> **What to do**: In the text about reasoning, what does the writer say people who claim LLMs reason are mistaking for reality?

You can call it blorbblorb if it makes you feel better. Reasoning is a social construct which, for many people, is grounded in humanity. Others ground it using other socially transmitted ontologies.
We don't usually discuss how people choose to ground their ontological beliefs, but why not? Why did you choose to ground "reasoning" in the way you do? If you didn't choose, why not?
The word "reasoning" is a "social construct," as all words are. Reasoning itself is not. Our brains do things. Reasoning is one of them. The word "reasoning" is one of the labels, the approximations, that we use when we name that activity.
Changing the label doesn't change the fact that there exists something that we're naming.
The person you're answering is asking whether reasoning -- that thing that really, actually exists -- is one of the activities LLMs perform. It's a valid question.
And the answer is that LLMs do not reason. Or if they do, we have no evidence of it or way of verifying that we actually understand qua reasoning the activity the LLM is performing (which is to say nothing of the fact that reasoning requires a reasoner). Anyone who says that LLMs reason is mistaking special effects/simulation for reality and, in essence, believes that whenever they see a picture of a dog on their computer screens, there must be a real, actual dog somewhere in the computer, too.

> **Data**:
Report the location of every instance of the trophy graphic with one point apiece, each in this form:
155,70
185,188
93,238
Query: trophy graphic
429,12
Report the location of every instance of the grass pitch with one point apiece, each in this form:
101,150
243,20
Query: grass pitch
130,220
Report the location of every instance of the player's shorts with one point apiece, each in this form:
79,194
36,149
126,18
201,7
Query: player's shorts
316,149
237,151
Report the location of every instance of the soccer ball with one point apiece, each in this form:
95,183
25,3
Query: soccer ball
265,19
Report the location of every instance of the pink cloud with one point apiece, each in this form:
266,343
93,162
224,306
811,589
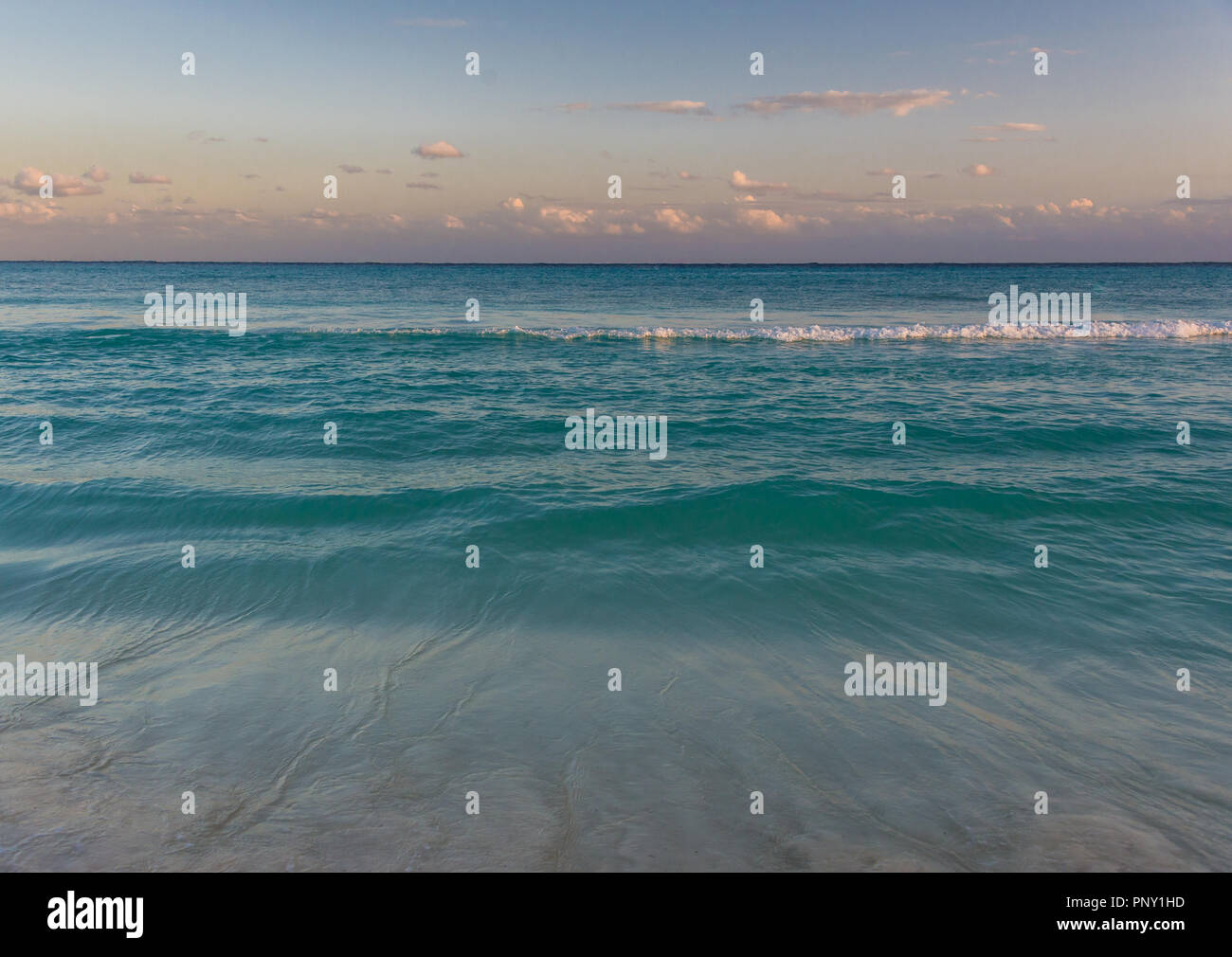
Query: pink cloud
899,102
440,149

> **Result of this task**: Special effects, or simulation.